* Task set *
**a.** Give the username of every person who posts in the forum thread about birch trees.
**b.** Write the next post in the forum thread about birch trees, following its final message.

# what type of birch tree?



## crwilson (Feb 9, 2005)

Hey everyone what type of birch trees are in this pic I assume grey birch and then one white birch in the middle of the photo, they have a lot of dark colored lichen growing on them, I want to start managing this forest what should I do with all this birch? clear it out or let it grow for firewood? what uses can I find for it. This area used to be a blueberry field about 15 or 20 years ago and I wonder if this other photo is some kind of blueberry relative as it is by far the most abundant plant on the forest floor, sorry only pics are in winter.


----------



## MichaelZ (May 21, 2013)

Birch is my favorite for firewood. It is heavier than poplar but lighter than oak, and much easier to lift than oak. It splits easily. It burns well and smells great when it burns. And the bark is a great fire-starter - about 100X better than the crummy fire-starter bricks you buy. 

Also, birch is good for crafts. Check out https://www.etsy.com/search?q=birch&ship_to=US for ideas on how you could sell this.


----------



## farmerDale (Jan 8, 2011)

I don't think those are any kind of birch. They look to me like white poplar, or aspen. But I feel like the photo may be kind of tricky, the lighting is very dull. Maybe I am wrong???

Regarding the lower pic, how big is the plant those leaves are from? Is it a shrub 4 to 6 feet high?

* Recorded information *
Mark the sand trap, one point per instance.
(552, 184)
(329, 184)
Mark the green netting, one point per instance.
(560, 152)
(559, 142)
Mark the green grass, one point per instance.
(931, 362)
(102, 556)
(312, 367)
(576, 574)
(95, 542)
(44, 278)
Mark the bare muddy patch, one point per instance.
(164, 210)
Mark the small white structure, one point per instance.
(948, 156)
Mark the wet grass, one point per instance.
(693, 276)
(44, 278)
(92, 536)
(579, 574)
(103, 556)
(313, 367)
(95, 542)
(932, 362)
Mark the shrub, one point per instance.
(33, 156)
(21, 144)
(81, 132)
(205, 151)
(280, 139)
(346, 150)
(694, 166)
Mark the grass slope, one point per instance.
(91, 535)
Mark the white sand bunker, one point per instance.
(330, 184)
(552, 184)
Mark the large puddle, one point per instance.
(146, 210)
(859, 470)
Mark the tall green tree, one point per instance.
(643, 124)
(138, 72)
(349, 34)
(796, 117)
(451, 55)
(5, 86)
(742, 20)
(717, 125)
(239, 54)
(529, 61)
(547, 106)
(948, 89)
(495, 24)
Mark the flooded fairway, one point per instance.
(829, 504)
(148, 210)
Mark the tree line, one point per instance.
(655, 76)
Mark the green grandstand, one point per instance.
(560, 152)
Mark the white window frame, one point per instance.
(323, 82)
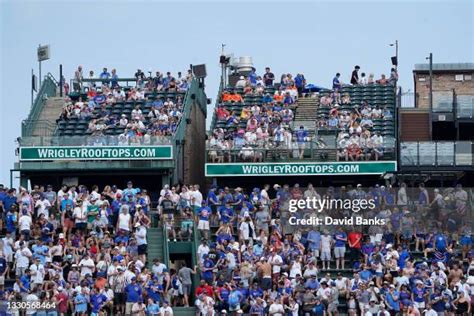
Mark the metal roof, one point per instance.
(445, 67)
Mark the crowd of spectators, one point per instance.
(264, 124)
(248, 129)
(85, 249)
(253, 262)
(79, 249)
(155, 112)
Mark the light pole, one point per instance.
(430, 58)
(396, 53)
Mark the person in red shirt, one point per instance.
(354, 239)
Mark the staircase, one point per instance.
(46, 122)
(306, 113)
(156, 245)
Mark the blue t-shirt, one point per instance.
(134, 292)
(314, 239)
(225, 294)
(254, 293)
(301, 134)
(419, 294)
(208, 264)
(3, 265)
(8, 201)
(11, 222)
(153, 291)
(97, 300)
(395, 305)
(212, 198)
(81, 302)
(226, 213)
(318, 309)
(153, 309)
(204, 213)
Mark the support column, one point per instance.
(23, 180)
(165, 179)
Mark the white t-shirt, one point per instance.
(197, 196)
(37, 273)
(124, 221)
(85, 265)
(79, 214)
(275, 260)
(326, 242)
(276, 310)
(43, 207)
(22, 257)
(141, 235)
(25, 222)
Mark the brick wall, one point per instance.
(441, 82)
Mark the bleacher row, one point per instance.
(236, 107)
(76, 126)
(382, 96)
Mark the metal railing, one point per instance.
(432, 154)
(94, 140)
(313, 151)
(48, 89)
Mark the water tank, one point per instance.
(245, 64)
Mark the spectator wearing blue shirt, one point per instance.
(152, 308)
(314, 242)
(208, 267)
(336, 84)
(392, 299)
(301, 138)
(300, 82)
(97, 300)
(133, 292)
(114, 79)
(226, 213)
(80, 302)
(10, 199)
(340, 247)
(105, 75)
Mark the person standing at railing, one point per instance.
(114, 79)
(301, 139)
(78, 79)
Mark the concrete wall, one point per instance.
(442, 81)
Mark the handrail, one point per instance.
(166, 255)
(436, 154)
(48, 89)
(312, 152)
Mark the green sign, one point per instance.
(299, 168)
(67, 153)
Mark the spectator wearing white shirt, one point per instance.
(22, 258)
(25, 223)
(37, 272)
(86, 265)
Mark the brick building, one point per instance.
(449, 81)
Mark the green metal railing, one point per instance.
(48, 89)
(166, 251)
(437, 154)
(93, 140)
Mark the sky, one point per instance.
(316, 38)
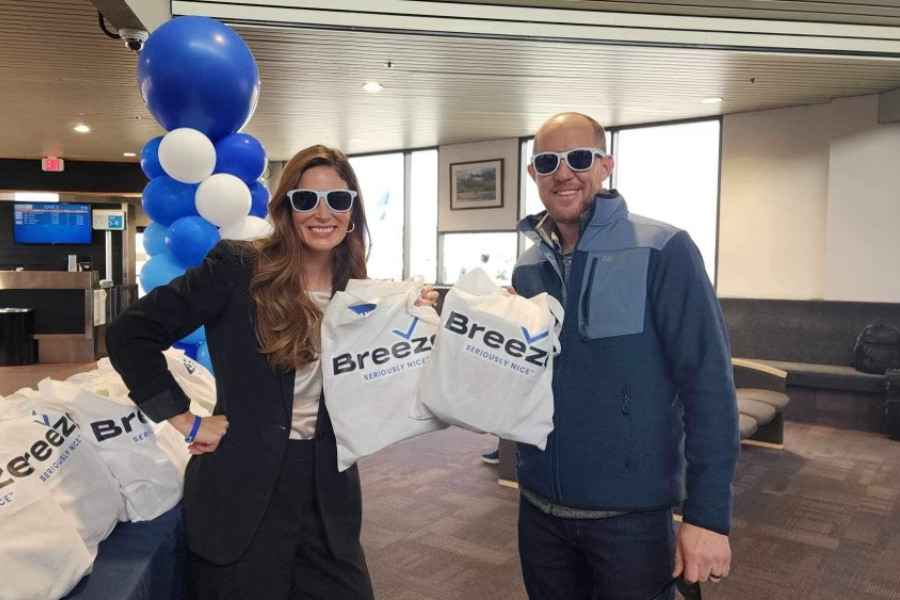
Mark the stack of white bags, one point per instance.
(77, 457)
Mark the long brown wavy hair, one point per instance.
(287, 320)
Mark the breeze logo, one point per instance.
(109, 428)
(41, 450)
(512, 348)
(384, 361)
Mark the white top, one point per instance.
(308, 386)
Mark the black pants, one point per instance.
(289, 556)
(629, 557)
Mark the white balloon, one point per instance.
(252, 228)
(223, 199)
(186, 155)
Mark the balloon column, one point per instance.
(200, 81)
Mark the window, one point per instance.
(671, 173)
(493, 252)
(423, 167)
(381, 179)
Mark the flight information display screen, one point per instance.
(51, 223)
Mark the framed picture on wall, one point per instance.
(476, 185)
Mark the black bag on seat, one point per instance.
(878, 348)
(892, 405)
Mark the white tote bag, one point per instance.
(375, 343)
(492, 367)
(126, 440)
(41, 554)
(50, 448)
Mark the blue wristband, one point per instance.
(194, 428)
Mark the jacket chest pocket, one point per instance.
(613, 293)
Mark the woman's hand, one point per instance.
(209, 434)
(427, 297)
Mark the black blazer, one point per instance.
(227, 491)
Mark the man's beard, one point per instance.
(570, 215)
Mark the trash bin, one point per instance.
(16, 341)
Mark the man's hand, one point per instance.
(702, 555)
(427, 297)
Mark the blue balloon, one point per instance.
(155, 239)
(193, 338)
(196, 72)
(190, 238)
(202, 356)
(150, 159)
(241, 155)
(159, 270)
(259, 198)
(190, 350)
(166, 200)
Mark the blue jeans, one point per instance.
(629, 557)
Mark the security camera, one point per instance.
(134, 38)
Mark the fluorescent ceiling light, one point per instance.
(36, 197)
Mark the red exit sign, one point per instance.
(51, 163)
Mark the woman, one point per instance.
(266, 512)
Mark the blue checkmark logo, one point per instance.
(408, 333)
(44, 421)
(539, 336)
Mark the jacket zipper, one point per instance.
(586, 297)
(626, 410)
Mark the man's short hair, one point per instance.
(599, 132)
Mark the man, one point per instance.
(645, 409)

* Set of answers *
**a.** crwilson, MichaelZ, farmerDale

**b.**
----------



## crwilson (Feb 9, 2005)

hey guys the shrubby plant is about 8 to 16 inches on average and in the summer they are thick thick thick, all over the forest floor, those are just a few of the only ones to be poking up through the snow for the photo. There are wild blueberries growing in the same area a much smaller plant and smaller leaves but im pretty certain if I remember correctly that these sometimes produce a dark blue coloured berry also. could it be some sort of huckleberry or something? Also about the birch trees when I first looked I was confused too they have so much lichen on them I thought they were some poplars or aspen at first but maybe this pic will help, sorry for the bad coloring the camera wasn't working to well with all the snow as it was really bright out.


----------



## dizzy (Jun 25, 2013)

Looks to be gray birch.


----------



## WestFork (Dec 20, 2012)

They don't look like birch to me. They look like alder. What region are you from? It is hard to tell in the photos. Does the bark of the larger trees have thin paper that can be peeled off?

They look to me to be red alder, common to the pacific states.

https://plants.usda.gov/core/profile?symbol=ALRU2


----------



## Fennick (Apr 16, 2013)

Looks to me like alder.

OP, it would be helpful to know what your location is.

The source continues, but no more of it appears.